SELECTED EXTRACT —
=====
# Download embedding and indeference models models to cache

In [1]:
from pathlib import Path
import os

from langchain_community.document_loaders import DirectoryLoader, PyPDFLoader, TextLoader, UnstructuredMarkdownLoader

from langchain_community.embeddings import HuggingFaceEmbeddings
from langchain.text_splitter import RecursiveCharacterTextSplitter
#from langchain_community.vectorstores import Chroma
#from transformers import AutoTokenizer, AutoModel, AutoConfig
import torch

# Activate cuda if available
device = "cuda" if torch.cuda.is_available() else "cpu"

# Paths for prject
DB_DIR: str = Path.cwd().joinpath('vectorstore.db')
HF_CACHE = Path.cwd().joinpath('model_cache')

if not HF_CACHE.exists():
    HF_CACHE.mkdir()

# Make os path var as well because langchain cant handle Pathlib paths >:(
HF_CACHE_W_PATH = os.getcwd() + "\model_cache"


# EMBEDDING_MODEL = "mistralai/Mistral-7B-Instruct-v0.1"
#EMBEDDING_MODEL = "intfloat/e5-mistral-7b-instruct"
EMBEDDING_MODEL = "all-mpnet-base-v2"

### Load models into specific cache

In [2]:
# Initialize HuggingFace embeddings
huggingface_embeddings = HuggingFaceEmbeddings(
    model_name=EMBEDDING_MODEL,
    model_kwargs={"device": device},
    cache_folder = HF_CACHE_W_PATH
)

  return self.fget.__get__(instance, owner)()


In [3]:
# Initialize loaders for different file types
pdf_loader = DirectoryLoader("data/", glob="**/*.pdf", loader_cls=PyPDFLoader)
markdown_loader = DirectoryLoader(
    "data/", glob="**/*.md", loader_cls=UnstructuredMarkdownLoader
)
text_loader = DirectoryLoader("data/", glob="**/*.txt", loader_cls=TextLoader)

all_loaders = [
    pdf_loader, 
    markdown_loader, 
    text_loader
    ]

# Load documents from all loaders
loaded_documents = []
for loader in all_loaders:
    loaded_documents.extend(loader.load())

# Split loaded documents into chunks
text_splitter = RecursiveCharacterTextSplitter(chunk_size=500, chunk_overlap=40)
chunked_documents = text_splitter.split_documents(loaded_documents)


Auto

In [4]:
from langchain_community.vectorstores import Chroma

# Create and persist a Chroma vector database from the chunked documents
vector_database = Chroma.from_documents(
    documents=chunked_documents,
    embedding=huggingface_embeddings,
    persist_directory=DB_DIR.as_posix(),
)

vector_database.persist()
=====
SUPPLIED DATA —
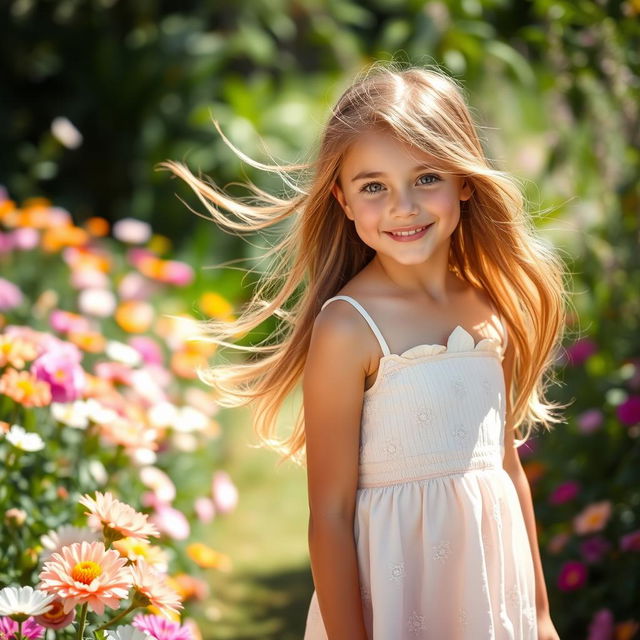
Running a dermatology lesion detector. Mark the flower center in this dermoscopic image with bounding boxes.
[71,560,102,584]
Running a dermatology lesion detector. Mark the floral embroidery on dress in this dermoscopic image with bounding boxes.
[417,407,433,425]
[432,540,451,561]
[390,562,405,582]
[453,375,467,397]
[407,611,426,633]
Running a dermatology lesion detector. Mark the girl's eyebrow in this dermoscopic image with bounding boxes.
[351,164,431,182]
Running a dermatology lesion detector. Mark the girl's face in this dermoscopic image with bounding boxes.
[332,131,471,265]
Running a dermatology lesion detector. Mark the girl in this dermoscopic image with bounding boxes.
[163,64,566,640]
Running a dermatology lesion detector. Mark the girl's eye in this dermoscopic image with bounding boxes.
[360,173,440,193]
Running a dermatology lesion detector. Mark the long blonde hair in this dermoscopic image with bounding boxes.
[160,63,566,465]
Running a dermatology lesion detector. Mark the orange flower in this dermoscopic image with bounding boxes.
[0,368,51,407]
[0,335,38,369]
[187,542,231,571]
[38,542,132,615]
[78,491,160,540]
[130,558,182,618]
[573,500,611,534]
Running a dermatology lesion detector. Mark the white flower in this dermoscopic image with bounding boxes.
[173,406,209,433]
[51,116,82,149]
[40,524,102,562]
[104,340,142,367]
[111,218,151,244]
[86,398,118,424]
[6,424,44,451]
[107,624,155,640]
[51,400,89,429]
[0,587,55,617]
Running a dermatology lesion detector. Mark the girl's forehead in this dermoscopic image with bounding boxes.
[341,130,441,172]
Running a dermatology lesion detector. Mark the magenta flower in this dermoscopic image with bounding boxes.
[0,278,24,311]
[620,529,640,551]
[131,614,193,640]
[566,338,598,366]
[31,349,86,402]
[558,560,587,591]
[580,536,612,564]
[577,409,603,433]
[587,609,614,640]
[616,396,640,427]
[0,616,44,640]
[549,480,580,504]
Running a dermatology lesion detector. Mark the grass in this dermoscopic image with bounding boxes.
[199,398,313,640]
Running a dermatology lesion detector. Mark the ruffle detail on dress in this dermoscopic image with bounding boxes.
[400,325,502,360]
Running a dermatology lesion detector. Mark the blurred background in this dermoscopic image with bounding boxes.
[0,0,640,640]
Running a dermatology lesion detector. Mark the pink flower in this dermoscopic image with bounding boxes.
[577,409,603,433]
[31,349,86,402]
[616,396,640,427]
[558,560,587,591]
[35,598,76,629]
[78,491,158,541]
[587,609,614,640]
[573,500,611,534]
[620,529,640,551]
[150,503,191,540]
[129,336,164,364]
[211,471,238,513]
[130,558,182,617]
[0,617,44,640]
[131,614,193,640]
[549,480,580,504]
[39,542,132,615]
[566,338,598,366]
[580,536,612,563]
[193,496,216,522]
[0,278,24,311]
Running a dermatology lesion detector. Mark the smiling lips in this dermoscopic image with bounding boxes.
[385,223,433,240]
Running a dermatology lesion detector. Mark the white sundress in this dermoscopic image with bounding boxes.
[304,296,537,640]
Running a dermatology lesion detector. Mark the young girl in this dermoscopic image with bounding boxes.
[163,65,566,640]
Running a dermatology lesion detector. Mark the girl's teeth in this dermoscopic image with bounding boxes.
[391,227,426,236]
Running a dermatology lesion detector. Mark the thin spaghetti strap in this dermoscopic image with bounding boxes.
[320,296,391,356]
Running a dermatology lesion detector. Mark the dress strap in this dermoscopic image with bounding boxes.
[320,296,391,356]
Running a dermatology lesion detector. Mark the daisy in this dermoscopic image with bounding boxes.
[79,491,160,540]
[130,558,182,617]
[0,587,54,621]
[107,624,153,640]
[132,614,193,640]
[34,598,76,629]
[40,524,100,562]
[0,617,44,640]
[39,542,131,615]
[6,424,44,451]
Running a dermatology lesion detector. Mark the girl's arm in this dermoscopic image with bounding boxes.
[303,303,367,640]
[502,341,557,637]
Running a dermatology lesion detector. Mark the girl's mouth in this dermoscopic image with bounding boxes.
[385,222,434,242]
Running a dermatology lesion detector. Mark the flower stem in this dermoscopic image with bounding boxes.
[96,603,139,631]
[76,602,89,640]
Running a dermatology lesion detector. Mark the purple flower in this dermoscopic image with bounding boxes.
[566,338,598,366]
[0,278,23,311]
[549,480,580,504]
[580,536,612,563]
[0,616,44,640]
[587,609,613,640]
[31,349,86,402]
[616,396,640,427]
[577,409,603,433]
[620,529,640,551]
[131,614,193,640]
[558,560,587,591]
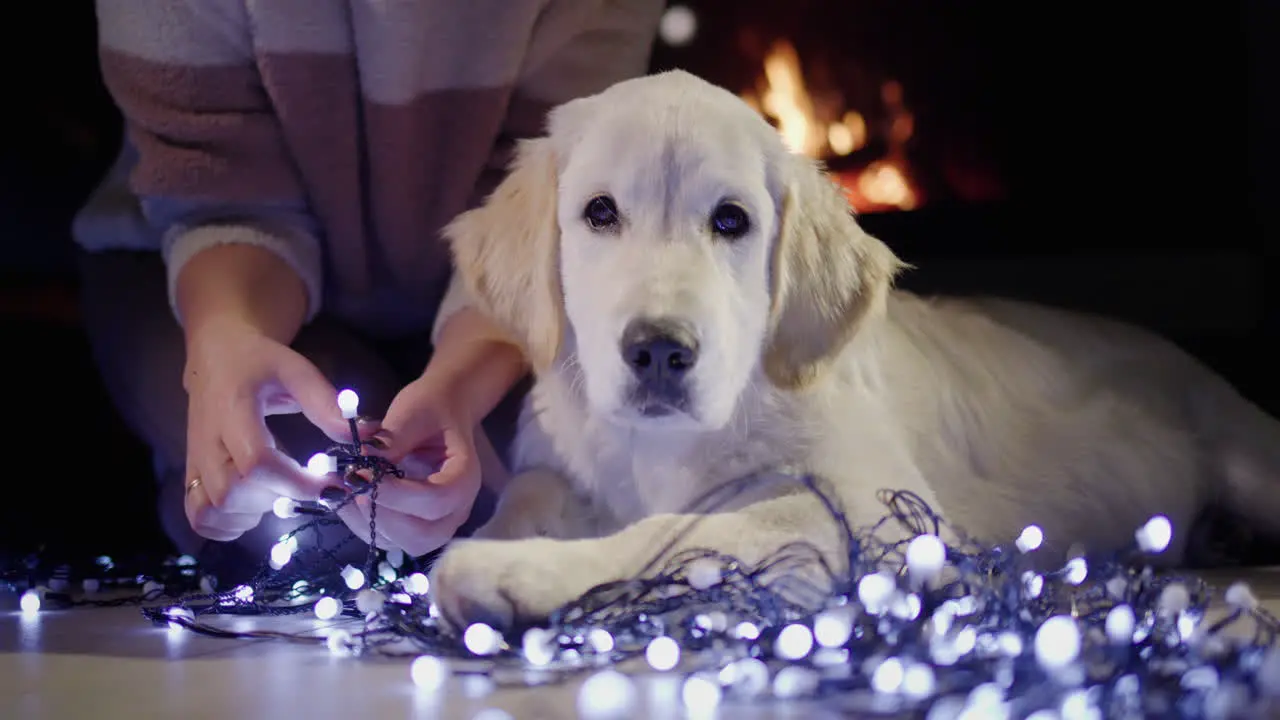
=====
WORK REQUIRED — In the caching notebook above, rewrite the code paragraph that begins "# Initialize loaders for different file types" as a short list of its main facts.

REPLY TO THE TASK —
- Three directory loaders are set up, each reading from the "data/" folder.
- PDF files matching "**/*.pdf" are loaded with PyPDFLoader.
- Markdown files matching "**/*.md" are loaded with UnstructuredMarkdownLoader.
- Text files matching "**/*.txt" are loaded with TextLoader.